◆ WHAT NEEDS TO BE DONE:
Of all the entries below, retype only the lines from the one with "Pick out every instance of the index" through the one with "Pick out every instance of the snow on", exactly as they appear.
-=-=-=-=-
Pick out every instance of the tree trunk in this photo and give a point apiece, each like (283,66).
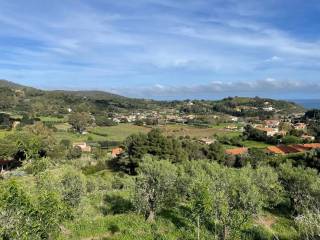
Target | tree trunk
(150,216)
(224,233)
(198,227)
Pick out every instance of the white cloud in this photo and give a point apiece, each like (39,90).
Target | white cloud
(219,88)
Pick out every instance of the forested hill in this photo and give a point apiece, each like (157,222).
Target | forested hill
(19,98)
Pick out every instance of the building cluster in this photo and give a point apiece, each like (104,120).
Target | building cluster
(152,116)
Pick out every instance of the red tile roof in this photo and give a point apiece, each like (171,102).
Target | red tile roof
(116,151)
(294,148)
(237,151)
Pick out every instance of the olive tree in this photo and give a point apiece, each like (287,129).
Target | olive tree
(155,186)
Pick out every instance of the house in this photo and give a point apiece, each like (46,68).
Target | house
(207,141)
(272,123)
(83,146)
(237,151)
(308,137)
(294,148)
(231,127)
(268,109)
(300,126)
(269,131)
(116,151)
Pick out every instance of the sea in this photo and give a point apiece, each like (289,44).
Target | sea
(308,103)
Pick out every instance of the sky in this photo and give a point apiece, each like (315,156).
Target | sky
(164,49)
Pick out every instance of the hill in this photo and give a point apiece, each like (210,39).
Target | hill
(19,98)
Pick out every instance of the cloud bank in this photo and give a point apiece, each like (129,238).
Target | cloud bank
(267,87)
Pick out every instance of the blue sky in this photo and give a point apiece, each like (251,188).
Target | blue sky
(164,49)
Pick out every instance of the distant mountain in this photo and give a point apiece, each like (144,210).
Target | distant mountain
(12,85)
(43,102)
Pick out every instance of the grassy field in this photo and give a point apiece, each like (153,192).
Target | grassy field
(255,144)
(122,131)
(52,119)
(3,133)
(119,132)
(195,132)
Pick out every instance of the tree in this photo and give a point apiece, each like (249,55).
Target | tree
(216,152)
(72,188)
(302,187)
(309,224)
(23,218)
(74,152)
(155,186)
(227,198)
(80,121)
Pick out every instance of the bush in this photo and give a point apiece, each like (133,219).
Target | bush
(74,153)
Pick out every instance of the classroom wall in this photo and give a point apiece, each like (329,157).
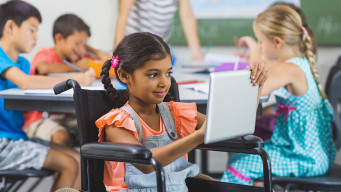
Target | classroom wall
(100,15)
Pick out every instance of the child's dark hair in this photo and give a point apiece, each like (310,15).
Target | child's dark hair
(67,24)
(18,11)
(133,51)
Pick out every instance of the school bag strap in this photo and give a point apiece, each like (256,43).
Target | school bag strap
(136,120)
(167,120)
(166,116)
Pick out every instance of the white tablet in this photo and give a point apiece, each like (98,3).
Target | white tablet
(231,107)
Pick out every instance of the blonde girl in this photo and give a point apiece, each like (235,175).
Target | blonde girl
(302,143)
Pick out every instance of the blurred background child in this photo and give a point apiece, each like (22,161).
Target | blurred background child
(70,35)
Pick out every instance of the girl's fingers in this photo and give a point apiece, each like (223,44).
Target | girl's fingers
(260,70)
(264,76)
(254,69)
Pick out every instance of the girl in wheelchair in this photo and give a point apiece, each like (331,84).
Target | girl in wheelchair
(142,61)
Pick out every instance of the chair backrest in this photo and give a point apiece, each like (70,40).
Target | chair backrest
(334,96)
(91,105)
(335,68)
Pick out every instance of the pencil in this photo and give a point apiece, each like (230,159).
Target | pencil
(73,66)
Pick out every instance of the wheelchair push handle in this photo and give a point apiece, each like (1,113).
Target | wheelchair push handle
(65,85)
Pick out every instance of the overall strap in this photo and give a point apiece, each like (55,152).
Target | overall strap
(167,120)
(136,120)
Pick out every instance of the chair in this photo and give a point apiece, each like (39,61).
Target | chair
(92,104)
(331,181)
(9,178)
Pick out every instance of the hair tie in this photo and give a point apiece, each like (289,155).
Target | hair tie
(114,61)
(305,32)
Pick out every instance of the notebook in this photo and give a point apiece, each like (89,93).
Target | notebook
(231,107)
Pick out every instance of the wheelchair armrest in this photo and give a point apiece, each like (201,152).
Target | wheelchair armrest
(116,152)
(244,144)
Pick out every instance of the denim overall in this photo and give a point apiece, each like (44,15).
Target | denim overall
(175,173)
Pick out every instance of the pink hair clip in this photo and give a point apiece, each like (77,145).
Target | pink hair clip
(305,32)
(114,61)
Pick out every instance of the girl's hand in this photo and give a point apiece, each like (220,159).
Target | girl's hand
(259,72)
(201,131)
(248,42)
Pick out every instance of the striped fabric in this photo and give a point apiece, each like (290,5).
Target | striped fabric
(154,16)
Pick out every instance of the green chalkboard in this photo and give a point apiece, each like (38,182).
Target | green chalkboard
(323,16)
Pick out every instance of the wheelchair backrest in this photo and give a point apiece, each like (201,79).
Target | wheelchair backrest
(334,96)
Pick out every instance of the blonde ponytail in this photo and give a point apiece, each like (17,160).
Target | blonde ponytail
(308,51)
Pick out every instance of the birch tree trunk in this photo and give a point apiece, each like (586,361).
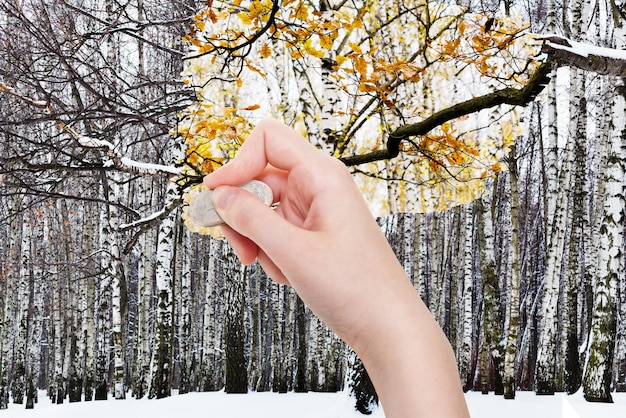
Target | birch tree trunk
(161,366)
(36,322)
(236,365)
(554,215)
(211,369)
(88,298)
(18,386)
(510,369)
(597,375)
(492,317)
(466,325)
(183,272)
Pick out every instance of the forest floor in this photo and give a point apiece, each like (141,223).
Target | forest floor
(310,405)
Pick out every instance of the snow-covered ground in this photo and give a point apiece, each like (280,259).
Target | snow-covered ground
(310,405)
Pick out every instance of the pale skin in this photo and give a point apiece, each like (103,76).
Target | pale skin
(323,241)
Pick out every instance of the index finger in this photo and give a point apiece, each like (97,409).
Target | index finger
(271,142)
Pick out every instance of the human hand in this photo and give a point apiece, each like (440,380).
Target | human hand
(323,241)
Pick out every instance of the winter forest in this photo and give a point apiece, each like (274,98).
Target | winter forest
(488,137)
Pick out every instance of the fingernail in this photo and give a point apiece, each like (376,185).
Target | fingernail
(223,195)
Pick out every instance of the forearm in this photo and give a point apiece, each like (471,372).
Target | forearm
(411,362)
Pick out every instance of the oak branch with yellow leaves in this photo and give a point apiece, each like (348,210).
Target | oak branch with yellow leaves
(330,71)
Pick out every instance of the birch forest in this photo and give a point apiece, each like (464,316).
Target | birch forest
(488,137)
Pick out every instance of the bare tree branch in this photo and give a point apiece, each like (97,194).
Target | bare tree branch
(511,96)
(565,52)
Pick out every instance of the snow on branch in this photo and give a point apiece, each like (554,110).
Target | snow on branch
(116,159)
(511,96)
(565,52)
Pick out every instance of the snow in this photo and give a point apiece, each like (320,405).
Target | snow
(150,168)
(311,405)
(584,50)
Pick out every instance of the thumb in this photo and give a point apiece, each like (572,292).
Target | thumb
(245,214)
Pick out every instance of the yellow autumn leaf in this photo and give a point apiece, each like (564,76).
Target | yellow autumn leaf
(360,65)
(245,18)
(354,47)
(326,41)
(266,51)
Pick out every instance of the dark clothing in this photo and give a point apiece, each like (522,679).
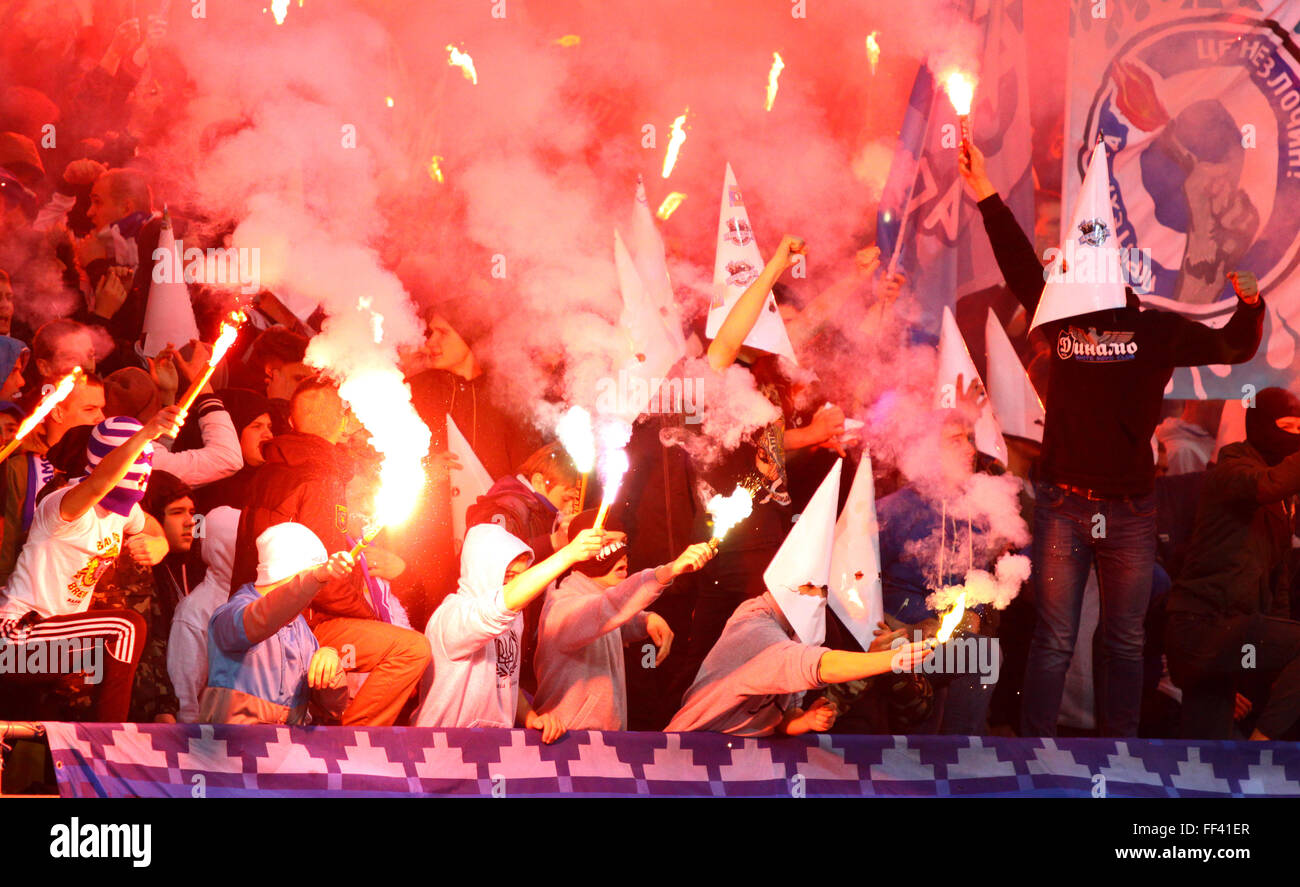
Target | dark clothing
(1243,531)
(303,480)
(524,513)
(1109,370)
-=-=-=-=-
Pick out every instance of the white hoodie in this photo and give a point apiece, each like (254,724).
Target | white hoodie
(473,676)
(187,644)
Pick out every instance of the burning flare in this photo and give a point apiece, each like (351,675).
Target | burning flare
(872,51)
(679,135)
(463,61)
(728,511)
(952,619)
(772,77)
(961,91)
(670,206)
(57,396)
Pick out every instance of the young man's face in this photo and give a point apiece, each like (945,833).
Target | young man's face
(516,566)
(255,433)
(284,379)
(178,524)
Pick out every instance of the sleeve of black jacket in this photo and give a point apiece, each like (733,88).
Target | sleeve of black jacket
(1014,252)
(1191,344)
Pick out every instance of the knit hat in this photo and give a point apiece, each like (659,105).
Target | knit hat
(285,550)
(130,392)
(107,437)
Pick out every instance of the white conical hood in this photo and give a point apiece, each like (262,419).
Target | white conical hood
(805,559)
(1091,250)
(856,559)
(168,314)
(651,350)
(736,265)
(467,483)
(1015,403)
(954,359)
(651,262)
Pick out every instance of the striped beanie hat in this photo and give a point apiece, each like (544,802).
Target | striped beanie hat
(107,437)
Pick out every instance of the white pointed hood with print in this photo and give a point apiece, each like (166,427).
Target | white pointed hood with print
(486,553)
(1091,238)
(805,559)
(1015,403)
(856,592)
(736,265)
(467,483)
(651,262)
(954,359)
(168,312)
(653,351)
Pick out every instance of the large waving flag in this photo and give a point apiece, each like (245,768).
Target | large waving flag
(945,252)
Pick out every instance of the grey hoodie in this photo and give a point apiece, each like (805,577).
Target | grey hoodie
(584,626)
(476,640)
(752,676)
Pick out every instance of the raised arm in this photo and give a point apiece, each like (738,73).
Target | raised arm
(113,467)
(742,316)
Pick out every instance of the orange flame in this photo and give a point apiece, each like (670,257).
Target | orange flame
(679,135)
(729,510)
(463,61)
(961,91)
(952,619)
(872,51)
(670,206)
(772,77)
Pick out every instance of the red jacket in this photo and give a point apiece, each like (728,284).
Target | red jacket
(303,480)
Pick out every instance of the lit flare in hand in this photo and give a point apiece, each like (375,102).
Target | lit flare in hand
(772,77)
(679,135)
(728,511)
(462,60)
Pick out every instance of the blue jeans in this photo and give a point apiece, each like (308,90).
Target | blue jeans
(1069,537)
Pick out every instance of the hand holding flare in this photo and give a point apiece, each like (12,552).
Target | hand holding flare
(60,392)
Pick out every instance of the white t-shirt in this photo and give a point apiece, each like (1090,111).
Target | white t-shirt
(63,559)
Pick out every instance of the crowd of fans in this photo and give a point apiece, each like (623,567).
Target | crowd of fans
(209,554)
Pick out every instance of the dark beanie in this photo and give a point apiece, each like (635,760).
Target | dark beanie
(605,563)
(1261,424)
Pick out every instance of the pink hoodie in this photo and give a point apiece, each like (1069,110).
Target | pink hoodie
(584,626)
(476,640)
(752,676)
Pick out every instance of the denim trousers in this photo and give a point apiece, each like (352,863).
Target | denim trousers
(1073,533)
-=-=-=-=-
◆ OUTPUT OF THE EXERCISE:
Pick out every instance of the index finger in this photo and give a point apiece, each like (97,409).
Target | index finger
(271,142)
Pick out every instance of the human hand in this photo and give a point apiece, each like (440,380).
Target | human hand
(323,241)
Pick out every instance of the winter forest in this photo and give a point apiece, each like (274,98).
Target | winter forest
(488,137)
Pick out every instance of the fingernail in this photo and give a point apiece, each like (376,185).
Target | fingernail
(223,195)
Pick out every instance of the forearm in this photo and give a point apiece, each like (471,372).
Target | forearm
(411,362)
Pick out every instance of the oak branch with yellow leaves in this photo and give a point apiece, each like (348,210).
Target | oak branch with yellow leaves
(330,71)
Pick out every instance of the birch forest in this photo and give a point apiece, each like (464,316).
Target | birch forest
(488,137)
Pick out every instance of the bare tree branch in this photo and give a point apiece, each like (97,194).
Target | bare tree branch
(511,96)
(565,52)
Pick out every instance of the snow on branch in this photo and give a point apiece, each like (554,110).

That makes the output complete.